» **Consigne 1**
Transcrivez à l'identique le passage du texte sur Camille Delamour qui commence par "Camille Delamour s'inscrit" et se poursuit jusqu'à "la langue locale.".

» **Texte présenté**
※
Camille Delamour, un « berlingotier » loirétain, devenu poète-conteur ambulant.
A l’occasion du printemps des poètes du 5 au 20 mars 2016, nous vous présentons un poète loirétain méconnu dont les archives ont été déposées en 2015.
Le fonds Camille Delamour
Ce fonds, entré aux Archives départementales en 2015, est composé de quelques papiers personnels de Camille Delamour, principalement de ses cahiers de poèmes et "goguenettes" écrits de 1946 à 1949. Ils ont été collectés et rassemblés par la journaliste Virginie Brancotte, qui a mené plusieurs années d'enquête à son propos (collecte de documents, recueil de témoignages oraux) qui ont abouti à la parution d'une biographie en 2010 et à la réédition des poèmes de Camille Delamour en 2012.
Un « berlingotier » devenu poète
Issu d'une famille de journaliers devenus forains, Camille Delamour est né le 5 décembre 1896 à Briare. Comme son père Ulysse Delamour, il exerce la profession de "berlingotier" : marchand forain, il écume les pays de Briare, Châtillon-sur-Loire, Beaulieu-sur-Loire, Gien, Cernoy-en-Berry, etc., avec sa roulotte faisant office de baraque de tir et de confiserie.
Camille Delamour s'inscrit dans la tradition des poètes-conteurs populaires ambulants. Il écrit son premier poème en 1946 ; il va en composer plus de 350 tout au long de sa vie. Ses poèmes et "goguenettes" (terme berrichon désignant une petite histoire ou une plaisanterie), où il s'exprime presque exclusivement en parler berrichon du Pays-Fort, sont extrêmement populaires. À tel point que Raymond Jatteau, directeur du Journal de Gien, en entreprend la publication dans son journal dès 1946, et ce jusqu'en 1965, sous le pseudonyme du "Pée Paimpruniau". D'autres textes paraissent également sous forme de brochures ou de fascicules. Delamour est également l'auteur de pièces de théâtre et de chansons. Ami de Jacques Martel et de Jean-Louis Boncœur, deux autres poètes berrichons, il partage avec eux un style vif et l'usage de la langue locale.
Il épouse Madeleine Aupert à Beaulieu-sur-Loire en 1930, dont il aura en 1931 un fils, Pierre, tué dans un accident de roulotte en 1936. Devenu aveugle à la fin de sa vie, il décède à Gien le 29 octobre 1965.
※
Liste d'annotations de position:
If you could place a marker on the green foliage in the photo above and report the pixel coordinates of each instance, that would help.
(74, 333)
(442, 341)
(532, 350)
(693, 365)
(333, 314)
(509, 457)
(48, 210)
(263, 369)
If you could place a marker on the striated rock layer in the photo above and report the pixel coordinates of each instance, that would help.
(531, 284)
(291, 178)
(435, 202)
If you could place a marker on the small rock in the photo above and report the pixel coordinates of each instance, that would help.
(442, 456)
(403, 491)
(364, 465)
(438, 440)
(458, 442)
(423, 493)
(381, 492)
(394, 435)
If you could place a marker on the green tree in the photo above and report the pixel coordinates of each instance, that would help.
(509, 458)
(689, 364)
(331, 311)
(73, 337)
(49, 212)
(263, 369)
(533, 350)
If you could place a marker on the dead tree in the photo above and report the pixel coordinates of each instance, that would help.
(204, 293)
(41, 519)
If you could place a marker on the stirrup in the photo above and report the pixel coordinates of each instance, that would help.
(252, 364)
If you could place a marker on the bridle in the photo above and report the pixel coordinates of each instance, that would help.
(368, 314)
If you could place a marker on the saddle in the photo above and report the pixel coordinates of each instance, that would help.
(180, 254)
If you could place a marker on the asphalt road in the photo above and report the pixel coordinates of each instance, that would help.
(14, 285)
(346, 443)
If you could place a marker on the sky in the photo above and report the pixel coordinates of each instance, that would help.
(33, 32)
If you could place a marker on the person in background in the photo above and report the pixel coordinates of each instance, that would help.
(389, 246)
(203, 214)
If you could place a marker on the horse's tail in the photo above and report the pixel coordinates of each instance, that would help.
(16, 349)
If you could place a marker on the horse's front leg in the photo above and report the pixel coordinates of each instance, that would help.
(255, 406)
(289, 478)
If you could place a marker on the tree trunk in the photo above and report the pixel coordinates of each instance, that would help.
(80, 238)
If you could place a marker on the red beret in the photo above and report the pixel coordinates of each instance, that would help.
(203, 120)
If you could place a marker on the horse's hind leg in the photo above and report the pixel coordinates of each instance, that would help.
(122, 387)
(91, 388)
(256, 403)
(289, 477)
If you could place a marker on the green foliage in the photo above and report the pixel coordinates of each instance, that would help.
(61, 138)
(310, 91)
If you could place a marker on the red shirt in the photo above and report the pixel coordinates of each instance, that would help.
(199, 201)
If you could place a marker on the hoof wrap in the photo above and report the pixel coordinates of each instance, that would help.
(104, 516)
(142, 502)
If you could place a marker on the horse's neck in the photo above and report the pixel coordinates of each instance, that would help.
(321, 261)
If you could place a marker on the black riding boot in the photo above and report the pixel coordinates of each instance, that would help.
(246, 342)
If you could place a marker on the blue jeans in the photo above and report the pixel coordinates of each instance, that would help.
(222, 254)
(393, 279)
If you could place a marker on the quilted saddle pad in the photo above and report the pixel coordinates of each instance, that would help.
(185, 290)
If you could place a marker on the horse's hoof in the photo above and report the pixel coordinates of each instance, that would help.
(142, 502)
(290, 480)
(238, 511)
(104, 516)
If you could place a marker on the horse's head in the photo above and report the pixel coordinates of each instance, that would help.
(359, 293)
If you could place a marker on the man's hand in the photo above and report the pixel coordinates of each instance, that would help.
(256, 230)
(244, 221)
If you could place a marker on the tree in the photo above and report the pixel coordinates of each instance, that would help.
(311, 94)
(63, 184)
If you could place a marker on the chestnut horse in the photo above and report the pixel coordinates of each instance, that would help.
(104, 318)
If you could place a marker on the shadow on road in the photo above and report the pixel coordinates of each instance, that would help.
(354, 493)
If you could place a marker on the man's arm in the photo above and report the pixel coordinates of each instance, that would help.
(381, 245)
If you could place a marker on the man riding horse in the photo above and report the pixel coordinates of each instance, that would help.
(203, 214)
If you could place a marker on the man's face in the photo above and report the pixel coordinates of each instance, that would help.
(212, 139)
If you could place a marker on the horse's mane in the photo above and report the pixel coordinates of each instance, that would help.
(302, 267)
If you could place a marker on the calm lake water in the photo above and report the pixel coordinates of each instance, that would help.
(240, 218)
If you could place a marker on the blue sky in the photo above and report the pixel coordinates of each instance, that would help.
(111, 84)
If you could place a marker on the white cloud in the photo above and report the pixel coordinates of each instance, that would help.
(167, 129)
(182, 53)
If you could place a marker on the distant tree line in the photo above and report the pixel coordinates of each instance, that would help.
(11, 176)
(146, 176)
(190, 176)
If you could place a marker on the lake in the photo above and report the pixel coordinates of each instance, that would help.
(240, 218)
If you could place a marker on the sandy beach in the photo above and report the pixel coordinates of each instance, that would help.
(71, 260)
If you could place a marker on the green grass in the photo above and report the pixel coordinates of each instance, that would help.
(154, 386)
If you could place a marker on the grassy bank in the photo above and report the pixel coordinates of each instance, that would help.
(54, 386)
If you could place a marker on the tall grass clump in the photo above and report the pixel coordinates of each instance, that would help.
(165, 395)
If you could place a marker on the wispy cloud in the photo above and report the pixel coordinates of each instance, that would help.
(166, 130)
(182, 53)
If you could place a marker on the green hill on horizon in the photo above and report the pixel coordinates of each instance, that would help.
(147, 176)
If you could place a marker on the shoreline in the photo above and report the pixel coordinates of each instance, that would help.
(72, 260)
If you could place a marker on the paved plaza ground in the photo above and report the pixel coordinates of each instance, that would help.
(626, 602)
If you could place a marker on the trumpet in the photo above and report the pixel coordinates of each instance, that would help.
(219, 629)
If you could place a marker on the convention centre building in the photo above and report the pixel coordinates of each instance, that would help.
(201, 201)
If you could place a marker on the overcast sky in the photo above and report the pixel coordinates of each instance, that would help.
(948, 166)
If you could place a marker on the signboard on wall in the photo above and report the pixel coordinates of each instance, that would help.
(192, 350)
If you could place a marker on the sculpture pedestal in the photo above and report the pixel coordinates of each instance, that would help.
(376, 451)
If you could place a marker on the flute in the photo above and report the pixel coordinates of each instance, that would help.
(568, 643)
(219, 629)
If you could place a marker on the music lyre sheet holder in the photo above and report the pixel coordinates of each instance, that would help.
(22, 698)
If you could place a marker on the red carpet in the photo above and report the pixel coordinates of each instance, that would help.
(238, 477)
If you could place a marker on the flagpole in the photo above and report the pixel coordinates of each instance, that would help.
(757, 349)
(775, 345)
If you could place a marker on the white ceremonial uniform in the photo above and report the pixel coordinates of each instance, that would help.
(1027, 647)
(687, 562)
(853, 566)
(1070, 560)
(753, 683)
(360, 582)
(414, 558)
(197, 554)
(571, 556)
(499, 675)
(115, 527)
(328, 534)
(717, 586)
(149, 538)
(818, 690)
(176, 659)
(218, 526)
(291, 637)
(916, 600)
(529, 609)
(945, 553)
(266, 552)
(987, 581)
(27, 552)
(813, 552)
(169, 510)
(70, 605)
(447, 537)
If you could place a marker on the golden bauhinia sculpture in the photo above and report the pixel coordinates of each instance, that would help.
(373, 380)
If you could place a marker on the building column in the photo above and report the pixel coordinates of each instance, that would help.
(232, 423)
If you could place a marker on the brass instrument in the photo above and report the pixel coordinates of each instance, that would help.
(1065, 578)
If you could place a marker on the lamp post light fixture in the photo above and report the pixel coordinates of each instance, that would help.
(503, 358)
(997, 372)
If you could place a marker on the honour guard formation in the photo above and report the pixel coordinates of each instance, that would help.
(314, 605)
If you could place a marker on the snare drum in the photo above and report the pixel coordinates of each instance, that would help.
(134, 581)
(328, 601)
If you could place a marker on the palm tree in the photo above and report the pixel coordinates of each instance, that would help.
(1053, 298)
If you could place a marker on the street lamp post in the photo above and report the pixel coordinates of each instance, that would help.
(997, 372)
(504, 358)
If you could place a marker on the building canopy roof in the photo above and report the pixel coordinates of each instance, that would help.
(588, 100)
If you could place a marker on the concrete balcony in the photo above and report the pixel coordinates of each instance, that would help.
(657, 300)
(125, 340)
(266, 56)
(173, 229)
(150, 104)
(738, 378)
※
» **Consigne 2**
Déterminez combien de lignes de la liste ci-dessus contiennent le mot "riding", et indiquez uniquement ce nombre.

» **Résultat attendu 1**
Camille Delamour s'inscrit dans la tradition des poètes-conteurs populaires ambulants. Il écrit son premier poème en 1946 ; il va en composer plus de 350 tout au long de sa vie. Ses poèmes et "goguenettes" (terme berrichon désignant une petite histoire ou une plaisanterie), où il s'exprime presque exclusivement en parler berrichon du Pays-Fort, sont extrêmement populaires. À tel point que Raymond Jatteau, directeur du Journal de Gien, en entreprend la publication dans son journal dès 1946, et ce jusqu'en 1965, sous le pseudonyme du "Pée Paimpruniau". D'autres textes paraissent également sous forme de brochures ou de fascicules. Delamour est également l'auteur de pièces de théâtre et de chansons. Ami de Jacques Martel et de Jean-Louis Boncœur, deux autres poètes berrichons, il partage avec eux un style vif et l'usage de la langue locale.

» **Résultat attendu 2**
2